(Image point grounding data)
━━━━━━

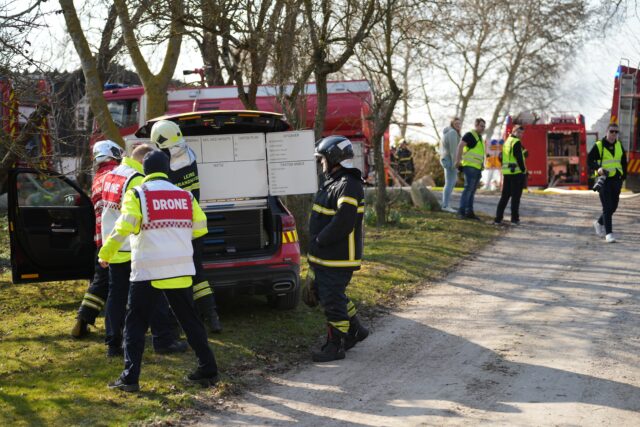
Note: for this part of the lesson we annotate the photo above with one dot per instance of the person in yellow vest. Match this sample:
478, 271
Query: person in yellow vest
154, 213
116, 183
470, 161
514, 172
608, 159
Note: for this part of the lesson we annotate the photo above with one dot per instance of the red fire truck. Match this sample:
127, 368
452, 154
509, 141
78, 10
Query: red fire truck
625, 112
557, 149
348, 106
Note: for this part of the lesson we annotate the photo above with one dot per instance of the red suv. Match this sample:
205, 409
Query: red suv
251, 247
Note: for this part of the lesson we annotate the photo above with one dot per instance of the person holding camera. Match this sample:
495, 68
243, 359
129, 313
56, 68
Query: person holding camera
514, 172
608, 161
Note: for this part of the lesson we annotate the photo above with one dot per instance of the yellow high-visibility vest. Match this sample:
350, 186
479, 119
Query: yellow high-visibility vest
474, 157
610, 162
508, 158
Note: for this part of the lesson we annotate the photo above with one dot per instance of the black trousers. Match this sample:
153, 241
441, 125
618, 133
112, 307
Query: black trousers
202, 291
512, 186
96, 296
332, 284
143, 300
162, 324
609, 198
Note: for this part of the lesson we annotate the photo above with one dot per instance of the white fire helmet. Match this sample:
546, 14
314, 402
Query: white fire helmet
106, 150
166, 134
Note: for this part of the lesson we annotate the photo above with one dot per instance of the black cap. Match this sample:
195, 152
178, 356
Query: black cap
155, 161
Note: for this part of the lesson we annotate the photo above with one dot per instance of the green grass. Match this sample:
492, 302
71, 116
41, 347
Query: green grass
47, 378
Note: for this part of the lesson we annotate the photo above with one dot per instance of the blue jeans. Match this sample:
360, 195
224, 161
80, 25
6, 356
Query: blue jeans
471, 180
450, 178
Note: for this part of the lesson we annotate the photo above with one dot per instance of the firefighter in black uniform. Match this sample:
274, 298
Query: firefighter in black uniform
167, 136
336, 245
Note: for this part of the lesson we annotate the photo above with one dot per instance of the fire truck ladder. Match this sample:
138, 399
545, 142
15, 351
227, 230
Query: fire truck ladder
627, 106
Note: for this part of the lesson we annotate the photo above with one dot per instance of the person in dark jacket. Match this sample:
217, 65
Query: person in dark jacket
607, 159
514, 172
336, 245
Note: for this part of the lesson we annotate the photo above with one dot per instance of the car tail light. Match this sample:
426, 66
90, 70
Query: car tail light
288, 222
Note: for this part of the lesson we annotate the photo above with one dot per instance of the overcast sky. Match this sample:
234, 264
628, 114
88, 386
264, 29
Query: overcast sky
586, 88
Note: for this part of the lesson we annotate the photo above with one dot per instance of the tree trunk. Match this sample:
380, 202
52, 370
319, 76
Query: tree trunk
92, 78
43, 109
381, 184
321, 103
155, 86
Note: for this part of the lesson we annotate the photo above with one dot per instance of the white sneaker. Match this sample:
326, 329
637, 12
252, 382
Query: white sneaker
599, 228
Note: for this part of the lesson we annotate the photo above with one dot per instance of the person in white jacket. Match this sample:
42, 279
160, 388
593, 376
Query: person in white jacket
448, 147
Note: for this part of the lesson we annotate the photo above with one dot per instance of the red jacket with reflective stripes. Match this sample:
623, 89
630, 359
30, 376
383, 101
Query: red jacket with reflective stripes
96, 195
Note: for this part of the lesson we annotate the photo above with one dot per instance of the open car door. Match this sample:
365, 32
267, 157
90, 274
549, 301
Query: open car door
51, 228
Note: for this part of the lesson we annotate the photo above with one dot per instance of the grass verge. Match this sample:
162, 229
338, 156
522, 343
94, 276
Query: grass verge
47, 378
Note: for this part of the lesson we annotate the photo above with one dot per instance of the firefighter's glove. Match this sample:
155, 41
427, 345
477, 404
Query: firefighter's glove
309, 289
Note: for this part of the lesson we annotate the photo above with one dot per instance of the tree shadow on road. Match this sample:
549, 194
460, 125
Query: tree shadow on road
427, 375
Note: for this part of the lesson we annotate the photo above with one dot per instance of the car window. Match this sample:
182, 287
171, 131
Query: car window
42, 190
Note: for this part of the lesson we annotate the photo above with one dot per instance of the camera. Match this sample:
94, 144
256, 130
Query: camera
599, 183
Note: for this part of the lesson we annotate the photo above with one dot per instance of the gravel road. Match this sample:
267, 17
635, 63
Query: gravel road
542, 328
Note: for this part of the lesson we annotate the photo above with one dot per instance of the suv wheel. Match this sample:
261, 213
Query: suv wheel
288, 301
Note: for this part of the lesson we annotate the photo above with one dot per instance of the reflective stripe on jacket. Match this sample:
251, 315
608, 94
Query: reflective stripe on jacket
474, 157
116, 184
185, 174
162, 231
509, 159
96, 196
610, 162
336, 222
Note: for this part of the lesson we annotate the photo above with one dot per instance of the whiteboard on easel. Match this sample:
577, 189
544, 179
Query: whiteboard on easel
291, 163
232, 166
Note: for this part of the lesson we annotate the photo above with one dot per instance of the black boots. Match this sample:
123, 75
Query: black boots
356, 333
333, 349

━━━━━━

Problem statement ::
Every line above should be duplicated exactly; the pictures are to be left out.

Your solution ::
Note: for this part of the lesson we annotate the photo above with one dot per instance of the person in yellow vest. Match this sample:
478, 271
Query: person in yellow vest
154, 213
116, 183
470, 161
514, 172
608, 159
Note: for this part of the lesson we annotate the photo above with one dot per instance of the red fire truck. Match this sample:
127, 368
452, 154
509, 141
78, 10
Query: red fire truck
625, 112
557, 149
348, 106
Note: for this part of the lesson we annotate the photo above with one dot per instance of the red suv. Match this sample:
205, 409
Query: red suv
251, 247
Note: for this part of the lesson we annotate the photo above with one dot per instance of the person holding camera. Match this sample:
495, 68
243, 359
129, 313
56, 68
Query: person holding camera
514, 172
608, 161
Note: for this part of the lesson we annotate the photo above with one dot per instance of the yellow high-visibility vest. Match this sample:
350, 186
479, 119
Query: yellow high-visibility vest
474, 157
610, 162
508, 158
Note: for this part of the lesson we annotate the photo above with one dot per instance of the black trousers. Match this sample:
153, 241
441, 125
618, 133
112, 307
Query: black trousers
202, 291
512, 186
96, 296
332, 284
143, 300
162, 324
609, 198
Note: for this part of the lesson we annotate the photo above with one dot per instance of the white fire helmet. Match this sample:
546, 14
314, 402
Query: white fire helmet
106, 150
166, 134
Note: for this part of the lesson we annotate the photo above with one dot per instance of the black cap. Match this sample:
195, 152
178, 356
Query: black cap
155, 161
Note: for this part of the lesson we annotate the photo above with one dot per instance of the green grass. Match this sample:
492, 302
71, 116
41, 347
Query: green grass
47, 378
Note: for this part of the lesson we annotate the photo above with one dot per instance of the blue jeans. Match this sample:
360, 195
224, 161
80, 25
6, 356
Query: blue jeans
471, 180
450, 178
Note: for this part of the lesson we annotate the photo above with one dot per instance of the firefighter in black uniform. Match this sample:
274, 298
Query: firefighter in black uniform
167, 136
336, 245
Note: for this part of the lesson we annotate the photo above with one dot per instance of the fire truck ladder. Match this sample:
138, 399
545, 142
15, 351
227, 230
Query: fire truck ladder
627, 106
Note: for this part of the lesson we annotate the photo above with one dot per instance of the person in dark jacket. Match this sample:
217, 65
Query: person in dark jacket
607, 159
514, 172
336, 245
Note: for this part of the lesson we annotate the photo above with one dot per instance of the car tail light. Match this sample:
426, 66
90, 70
Query: car tail light
288, 222
Note: for this part of the lesson we annotate the photo above with one dot per instance of the overcast sky. Match this sample:
234, 264
628, 114
88, 386
264, 29
Query: overcast sky
586, 88
Note: for this part of the lesson we annotate the photo above with one dot per instance of the tree trunk. Match this sample:
380, 202
52, 370
319, 76
Query: tree trunk
92, 78
43, 109
381, 184
321, 103
155, 86
Note: for this part of the lesson we annotate the photo above with one dot per instance of the white sneaker. Match this sample:
326, 329
637, 12
252, 382
Query: white sneaker
599, 228
Note: for this part of the lesson we annotate the photo above with one dot per instance of the person in white jacket. Match this sample:
42, 279
160, 388
593, 376
Query: person in white jacket
448, 147
Note: for this part of the lesson we annotate the photo above with one dot per instance of the red jacket with reflective stripes. Match this sample:
623, 89
630, 359
30, 376
383, 101
Query: red jacket with reflective stripes
96, 195
Note: for this part of the lesson we annotate the photo above with one dot per instance of the open car door. Match this sample:
365, 32
267, 157
90, 274
549, 301
Query: open car door
51, 228
Note: for this part of the lesson we annotate the photo above with one dot per instance of the grass verge. Match this sample:
162, 229
338, 156
522, 343
94, 276
Query: grass verge
47, 378
Note: for this part of the lesson we annotate the photo above with one dot per instance of the firefighter's glove. Match this sample:
155, 41
427, 345
477, 404
Query: firefighter's glove
309, 289
Note: for this part of the lesson we annotate the photo above with one dot per instance of the tree shadow on road. Match this sample:
549, 194
460, 125
Query: tree shadow on road
427, 375
Note: for this part of the lesson we annotate the photo above with one dot per instance of the car window. Match this sample:
182, 287
171, 131
Query: car window
42, 190
Note: for this part of the lesson we annotate the photo above with one dot per instance of the camera. Match this sample:
94, 144
256, 130
Query: camera
599, 183
Note: for this part of the lesson we annotate the photo above with one dot per instance of the gravel road. Match this sample:
267, 17
635, 63
Query: gravel road
542, 328
Note: for this part of the lesson we annotate the photo above with one dot per instance of the suv wheel. Match this sample:
261, 213
Query: suv wheel
288, 301
Note: for this part of the lesson we annotate the photo above with one dot per instance of the reflective stripe on jacket. Match this sample:
251, 315
608, 94
Query: reflective stripe on jacket
474, 157
116, 184
185, 174
162, 231
509, 159
96, 196
610, 162
336, 222
Note: for this part of the lesson we annotate the photo above with one dot per instance of the whiteboard on easel. Match this sample:
577, 189
544, 179
Query: whiteboard on easel
291, 163
232, 166
Note: for this part of the lesson we annotate the photo above with one dot per instance of the black boots. Match this sample:
123, 75
Query: black boots
356, 333
333, 349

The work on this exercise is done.